● Objective: Count the lines in the records below that contain the string "apartment". Reply with the number alone.

--- start Supplied records ---

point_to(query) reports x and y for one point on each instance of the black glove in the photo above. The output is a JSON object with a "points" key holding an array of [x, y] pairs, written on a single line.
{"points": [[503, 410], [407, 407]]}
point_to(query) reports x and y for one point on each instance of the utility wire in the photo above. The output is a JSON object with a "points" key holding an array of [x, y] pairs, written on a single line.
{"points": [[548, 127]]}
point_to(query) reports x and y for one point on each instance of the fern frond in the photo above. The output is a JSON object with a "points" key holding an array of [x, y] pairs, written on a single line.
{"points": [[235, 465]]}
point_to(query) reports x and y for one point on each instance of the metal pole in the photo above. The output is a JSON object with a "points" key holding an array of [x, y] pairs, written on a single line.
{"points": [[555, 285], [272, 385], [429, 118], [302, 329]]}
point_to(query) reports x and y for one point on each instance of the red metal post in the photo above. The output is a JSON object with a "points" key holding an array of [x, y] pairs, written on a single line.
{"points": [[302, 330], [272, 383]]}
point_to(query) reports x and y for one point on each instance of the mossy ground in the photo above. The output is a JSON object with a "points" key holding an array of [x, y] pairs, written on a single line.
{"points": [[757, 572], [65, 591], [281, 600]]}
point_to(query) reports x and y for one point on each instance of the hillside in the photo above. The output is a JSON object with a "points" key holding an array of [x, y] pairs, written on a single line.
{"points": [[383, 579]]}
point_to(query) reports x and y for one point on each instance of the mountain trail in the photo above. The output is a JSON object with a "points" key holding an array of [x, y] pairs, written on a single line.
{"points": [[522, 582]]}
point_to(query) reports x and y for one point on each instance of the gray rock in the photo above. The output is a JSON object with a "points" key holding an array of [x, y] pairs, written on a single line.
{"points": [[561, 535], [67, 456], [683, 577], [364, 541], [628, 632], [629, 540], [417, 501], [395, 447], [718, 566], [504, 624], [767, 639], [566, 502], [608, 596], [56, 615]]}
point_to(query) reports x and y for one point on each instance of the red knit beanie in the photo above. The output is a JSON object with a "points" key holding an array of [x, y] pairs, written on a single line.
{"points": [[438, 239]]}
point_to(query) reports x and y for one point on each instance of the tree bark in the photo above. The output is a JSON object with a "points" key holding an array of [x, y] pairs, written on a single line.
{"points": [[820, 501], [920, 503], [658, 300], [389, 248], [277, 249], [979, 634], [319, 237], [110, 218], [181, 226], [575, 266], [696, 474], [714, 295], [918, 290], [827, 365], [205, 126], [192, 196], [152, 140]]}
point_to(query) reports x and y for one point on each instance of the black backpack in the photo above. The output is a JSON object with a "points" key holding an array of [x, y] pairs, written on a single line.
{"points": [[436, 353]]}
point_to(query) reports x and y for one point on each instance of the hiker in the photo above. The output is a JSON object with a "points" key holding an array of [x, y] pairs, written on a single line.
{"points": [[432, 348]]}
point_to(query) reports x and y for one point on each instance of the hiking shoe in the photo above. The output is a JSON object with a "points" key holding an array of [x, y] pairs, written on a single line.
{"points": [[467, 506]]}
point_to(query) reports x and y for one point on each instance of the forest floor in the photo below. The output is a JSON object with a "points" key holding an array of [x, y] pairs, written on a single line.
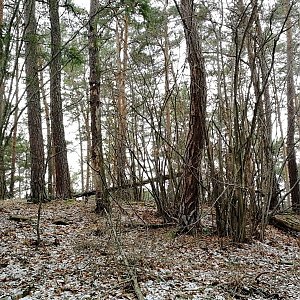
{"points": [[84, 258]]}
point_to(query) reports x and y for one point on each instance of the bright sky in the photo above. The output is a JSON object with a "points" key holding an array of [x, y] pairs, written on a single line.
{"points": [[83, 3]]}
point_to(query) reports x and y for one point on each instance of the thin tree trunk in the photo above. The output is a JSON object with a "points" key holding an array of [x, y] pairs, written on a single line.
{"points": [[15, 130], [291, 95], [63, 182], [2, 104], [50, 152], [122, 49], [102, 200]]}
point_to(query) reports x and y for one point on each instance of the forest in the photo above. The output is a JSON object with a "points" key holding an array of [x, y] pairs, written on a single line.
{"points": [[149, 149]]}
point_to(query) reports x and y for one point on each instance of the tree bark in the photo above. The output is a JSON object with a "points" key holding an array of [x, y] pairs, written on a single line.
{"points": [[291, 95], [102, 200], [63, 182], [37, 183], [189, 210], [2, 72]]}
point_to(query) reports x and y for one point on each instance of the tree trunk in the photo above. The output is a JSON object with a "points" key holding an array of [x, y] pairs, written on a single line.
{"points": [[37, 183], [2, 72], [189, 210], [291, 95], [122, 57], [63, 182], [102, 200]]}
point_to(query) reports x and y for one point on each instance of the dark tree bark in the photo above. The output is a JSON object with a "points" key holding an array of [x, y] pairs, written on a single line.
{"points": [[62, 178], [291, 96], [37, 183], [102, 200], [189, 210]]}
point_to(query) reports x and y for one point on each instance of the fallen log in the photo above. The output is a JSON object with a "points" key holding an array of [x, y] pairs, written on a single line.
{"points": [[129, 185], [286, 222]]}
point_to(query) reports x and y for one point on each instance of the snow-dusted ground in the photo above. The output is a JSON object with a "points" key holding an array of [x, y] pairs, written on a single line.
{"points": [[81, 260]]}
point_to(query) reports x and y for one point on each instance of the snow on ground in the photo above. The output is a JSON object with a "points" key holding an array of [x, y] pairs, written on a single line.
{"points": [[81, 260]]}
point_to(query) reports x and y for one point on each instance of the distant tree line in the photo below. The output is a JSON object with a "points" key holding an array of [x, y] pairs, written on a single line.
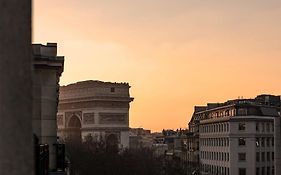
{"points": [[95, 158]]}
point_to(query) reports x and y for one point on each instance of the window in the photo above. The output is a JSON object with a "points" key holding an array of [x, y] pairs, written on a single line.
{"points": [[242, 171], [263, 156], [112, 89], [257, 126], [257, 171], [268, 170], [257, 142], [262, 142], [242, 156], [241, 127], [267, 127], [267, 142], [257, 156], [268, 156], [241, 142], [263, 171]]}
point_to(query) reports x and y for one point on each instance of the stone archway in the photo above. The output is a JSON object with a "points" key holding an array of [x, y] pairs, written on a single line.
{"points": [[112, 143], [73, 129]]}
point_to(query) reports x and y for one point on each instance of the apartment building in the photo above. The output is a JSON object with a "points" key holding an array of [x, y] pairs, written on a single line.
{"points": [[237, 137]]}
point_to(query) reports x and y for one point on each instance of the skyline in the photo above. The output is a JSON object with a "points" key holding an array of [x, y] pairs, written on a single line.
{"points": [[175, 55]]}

--- end Supplied records ---
--- start Supplied records ---

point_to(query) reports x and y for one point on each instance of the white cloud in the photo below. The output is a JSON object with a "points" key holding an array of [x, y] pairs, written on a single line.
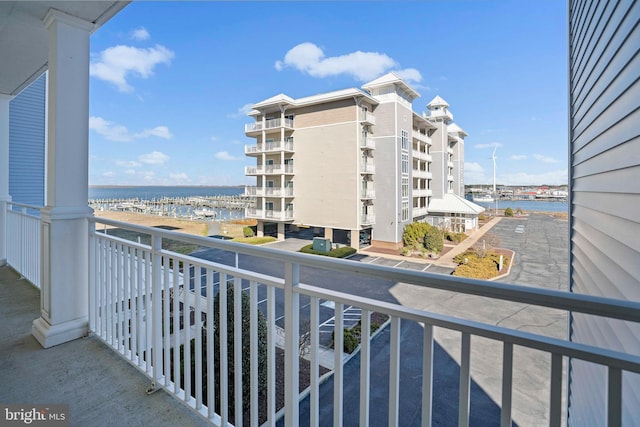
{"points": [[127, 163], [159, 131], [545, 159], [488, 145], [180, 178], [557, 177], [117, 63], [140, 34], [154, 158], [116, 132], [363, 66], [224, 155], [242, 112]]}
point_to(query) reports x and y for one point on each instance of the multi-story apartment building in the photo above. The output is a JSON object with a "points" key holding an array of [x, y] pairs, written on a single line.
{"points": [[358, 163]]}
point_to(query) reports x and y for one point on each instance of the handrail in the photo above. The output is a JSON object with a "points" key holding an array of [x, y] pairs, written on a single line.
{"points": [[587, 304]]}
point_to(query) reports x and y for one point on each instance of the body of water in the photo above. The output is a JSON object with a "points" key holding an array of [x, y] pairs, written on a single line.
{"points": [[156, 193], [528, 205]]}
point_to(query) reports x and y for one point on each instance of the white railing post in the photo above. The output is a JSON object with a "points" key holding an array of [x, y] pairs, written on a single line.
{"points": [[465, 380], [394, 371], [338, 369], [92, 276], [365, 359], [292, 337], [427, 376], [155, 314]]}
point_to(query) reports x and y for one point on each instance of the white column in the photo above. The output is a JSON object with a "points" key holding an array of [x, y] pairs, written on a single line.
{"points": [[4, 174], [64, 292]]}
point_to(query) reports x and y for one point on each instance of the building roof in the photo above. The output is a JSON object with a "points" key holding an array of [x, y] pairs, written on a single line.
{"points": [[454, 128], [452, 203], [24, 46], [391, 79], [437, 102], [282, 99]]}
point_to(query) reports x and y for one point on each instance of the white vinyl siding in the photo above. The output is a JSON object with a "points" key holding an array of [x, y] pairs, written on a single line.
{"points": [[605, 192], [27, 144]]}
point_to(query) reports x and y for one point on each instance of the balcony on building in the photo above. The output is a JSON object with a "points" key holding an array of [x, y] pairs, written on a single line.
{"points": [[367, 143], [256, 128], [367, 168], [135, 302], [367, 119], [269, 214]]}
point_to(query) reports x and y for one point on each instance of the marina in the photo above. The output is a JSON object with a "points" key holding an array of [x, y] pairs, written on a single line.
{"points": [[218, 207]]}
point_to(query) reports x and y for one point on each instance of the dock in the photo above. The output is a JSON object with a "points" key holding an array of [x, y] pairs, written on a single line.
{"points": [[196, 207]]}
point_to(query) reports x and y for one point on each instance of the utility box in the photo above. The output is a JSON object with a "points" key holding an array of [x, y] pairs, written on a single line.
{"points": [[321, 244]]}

--- end Supplied records ---

● Answer for the task: 2